(Dataset excerpts)

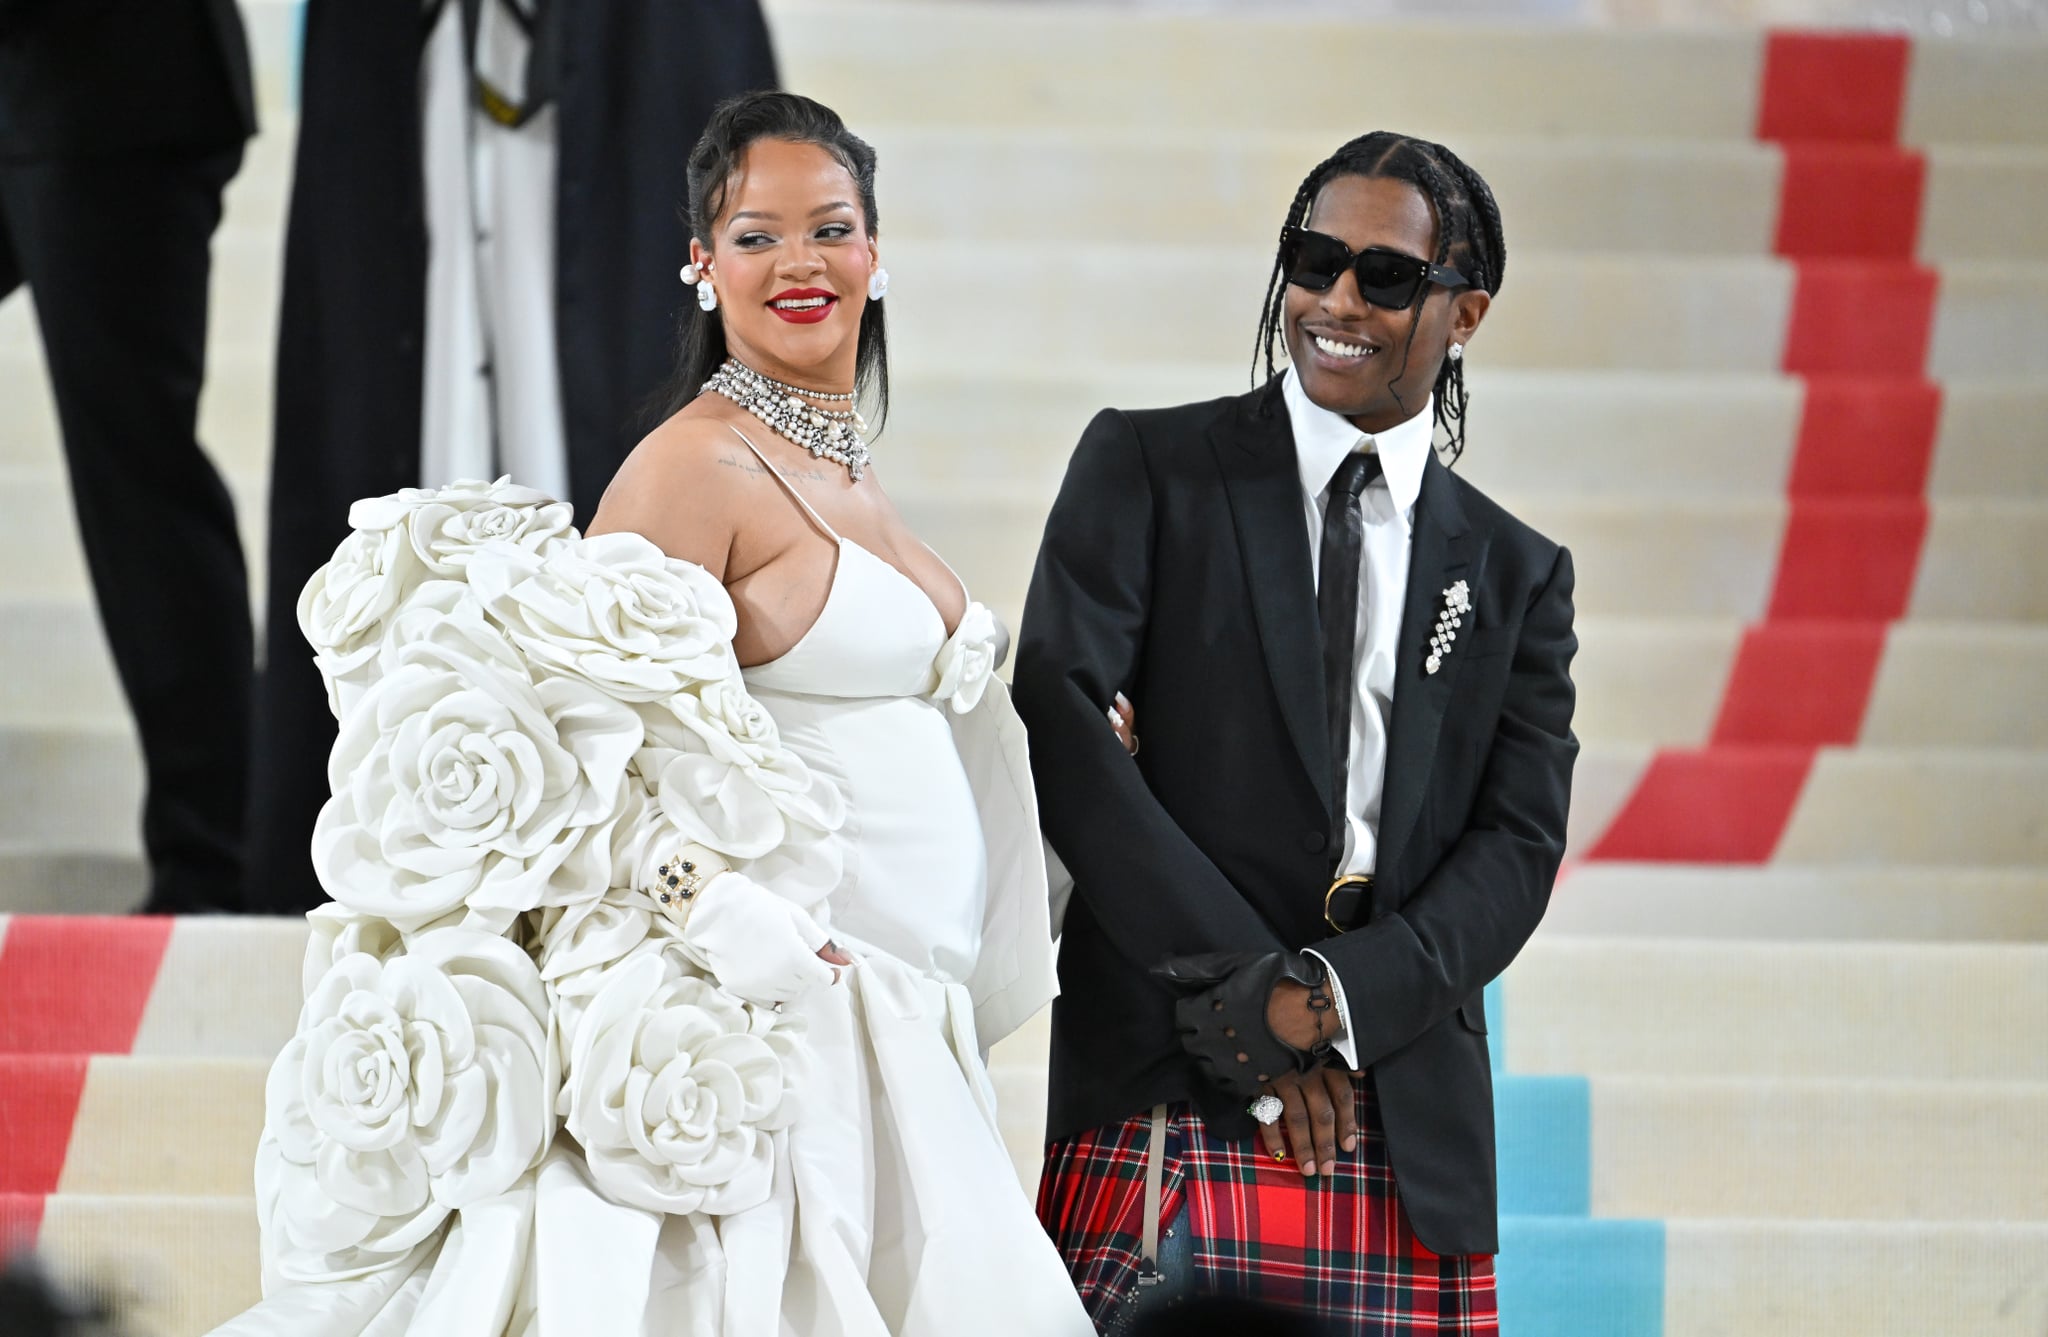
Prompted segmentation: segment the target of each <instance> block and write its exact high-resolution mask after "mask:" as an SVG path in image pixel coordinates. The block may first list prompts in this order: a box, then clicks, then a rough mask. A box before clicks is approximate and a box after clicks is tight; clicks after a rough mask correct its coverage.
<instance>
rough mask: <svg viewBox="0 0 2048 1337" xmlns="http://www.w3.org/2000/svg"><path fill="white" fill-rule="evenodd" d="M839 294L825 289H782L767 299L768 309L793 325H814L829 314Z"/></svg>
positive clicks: (835, 304)
mask: <svg viewBox="0 0 2048 1337" xmlns="http://www.w3.org/2000/svg"><path fill="white" fill-rule="evenodd" d="M836 305H840V295H838V293H829V291H825V289H784V291H782V293H776V295H774V297H770V299H768V309H770V311H774V313H776V315H780V317H782V319H786V321H788V324H793V326H815V324H817V321H821V319H825V317H827V315H831V309H834V307H836Z"/></svg>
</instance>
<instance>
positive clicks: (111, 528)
mask: <svg viewBox="0 0 2048 1337" xmlns="http://www.w3.org/2000/svg"><path fill="white" fill-rule="evenodd" d="M240 166H242V149H240V145H238V147H231V149H213V152H180V149H158V152H133V154H119V156H94V158H43V160H12V162H0V297H4V295H6V293H12V291H14V289H16V287H20V285H23V283H27V285H29V291H31V295H33V297H35V315H37V324H39V328H41V336H43V360H45V362H47V364H49V381H51V391H53V395H55V401H57V424H59V428H61V432H63V457H66V463H68V467H70V475H72V504H74V508H76V514H78V532H80V538H82V541H84V549H86V565H88V567H90V571H92V590H94V594H96V596H98V608H100V624H102V627H104V631H106V643H109V649H111V651H113V659H115V670H117V672H119V676H121V686H123V690H125V692H127V700H129V708H131V710H133V713H135V725H137V731H139V735H141V751H143V762H145V766H147V796H145V801H143V817H141V831H143V848H145V850H147V856H150V899H147V903H145V909H152V911H164V913H172V911H203V909H236V907H238V905H240V889H242V821H244V815H242V809H244V803H246V790H248V784H246V772H248V729H250V727H248V715H250V678H252V663H254V647H252V635H250V596H248V573H246V567H244V561H242V541H240V536H238V532H236V510H233V502H231V500H229V495H227V487H225V485H223V483H221V475H219V473H217V471H215V469H213V465H211V463H209V461H207V457H205V452H203V450H201V448H199V436H197V430H199V387H201V383H203V381H205V352H207V276H209V268H211V252H209V246H211V240H213V229H215V227H217V225H219V221H221V188H223V186H225V184H227V182H229V180H231V178H233V174H236V170H238V168H240Z"/></svg>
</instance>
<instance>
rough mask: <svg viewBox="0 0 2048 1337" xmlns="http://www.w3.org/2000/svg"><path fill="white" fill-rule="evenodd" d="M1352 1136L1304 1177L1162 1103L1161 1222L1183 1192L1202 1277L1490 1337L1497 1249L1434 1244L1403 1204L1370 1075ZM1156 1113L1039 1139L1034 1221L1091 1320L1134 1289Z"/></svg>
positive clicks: (1362, 1324)
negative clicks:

Written task
Apart from the pictures, write every entry out again exactly.

Answer section
Prompted segmentation: segment the target of each <instance> block and write its exact high-resolution mask after "mask:" as an SVG path in image pixel coordinates. The block may first list prompts in this order: a box, then clicks, then a rough mask. A box before clicks is approximate and a box after clicks is tight; clicks after a rough mask correct its coverage.
<instance>
rough mask: <svg viewBox="0 0 2048 1337" xmlns="http://www.w3.org/2000/svg"><path fill="white" fill-rule="evenodd" d="M839 294L825 289H782L767 299L768 309L793 325H814L829 314Z"/></svg>
positive clicks: (835, 304)
mask: <svg viewBox="0 0 2048 1337" xmlns="http://www.w3.org/2000/svg"><path fill="white" fill-rule="evenodd" d="M836 305H840V295H838V293H829V291H825V289H784V291H782V293H776V295H774V297H770V299H768V309H770V311H774V313H776V315H780V317H782V319H786V321H788V324H793V326H815V324H817V321H821V319H825V317H827V315H831V309H834V307H836Z"/></svg>
</instance>
<instance>
positive clicks: (111, 528)
mask: <svg viewBox="0 0 2048 1337" xmlns="http://www.w3.org/2000/svg"><path fill="white" fill-rule="evenodd" d="M240 166H242V149H240V145H238V147H231V149H213V152H180V149H158V152H133V154H119V156H94V158H43V160H12V162H0V297H4V295H6V293H12V291H14V289H16V287H20V285H23V283H27V285H29V291H31V295H33V297H35V315H37V324H39V328H41V336H43V360H45V362H47V364H49V381H51V391H53V395H55V401H57V424H59V428H61V432H63V457H66V463H68V467H70V475H72V504H74V508H76V514H78V532H80V538H82V541H84V549H86V565H88V567H90V571H92V590H94V594H96V596H98V608H100V624H102V627H104V631H106V643H109V649H111V651H113V659H115V670H117V672H119V676H121V686H123V690H125V692H127V700H129V708H131V710H133V713H135V725H137V731H139V735H141V751H143V762H145V766H147V796H145V801H143V817H141V831H143V848H145V850H147V856H150V899H147V903H145V909H152V911H164V913H172V911H203V909H236V907H238V905H240V889H242V821H244V815H242V809H244V803H246V790H248V784H246V772H248V729H250V727H248V715H250V678H252V663H254V647H252V635H250V596H248V573H246V567H244V561H242V541H240V536H238V532H236V510H233V502H231V500H229V495H227V487H225V485H223V483H221V475H219V473H217V471H215V469H213V465H211V463H209V461H207V457H205V452H203V450H201V448H199V436H197V430H199V387H201V383H203V381H205V352H207V276H209V268H211V252H209V246H211V240H213V229H215V227H217V225H219V221H221V188H223V186H225V184H227V182H229V180H231V178H233V174H236V170H238V168H240Z"/></svg>
</instance>
<instance>
rough mask: <svg viewBox="0 0 2048 1337" xmlns="http://www.w3.org/2000/svg"><path fill="white" fill-rule="evenodd" d="M1352 1136L1304 1177L1162 1103L1161 1222L1183 1192L1202 1277L1490 1337L1497 1249L1434 1244L1403 1204L1370 1075ZM1156 1113L1039 1139L1034 1221L1091 1320L1134 1289Z"/></svg>
positive clicks: (1362, 1324)
negative clicks:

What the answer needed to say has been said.